**Task objective**
Render the data below as a Markdown table with the columns "No." and "Text", giving each nonblank line its own row with its row number, and omit the pictures.

**Entries supplied**
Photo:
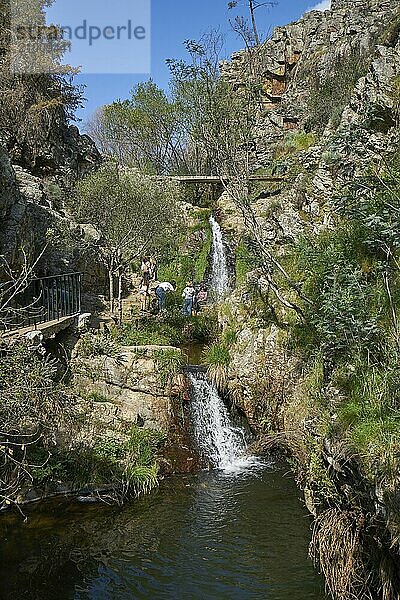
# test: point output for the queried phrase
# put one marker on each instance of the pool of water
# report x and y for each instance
(216, 536)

**Task solution**
| No. | Text |
|---|---|
| 1 | Photo: |
| 2 | # test: point output for the queried phrase |
| 3 | # put one marker on each instance of the pool of water |
| 4 | # report x and y for each instance |
| 5 | (216, 536) |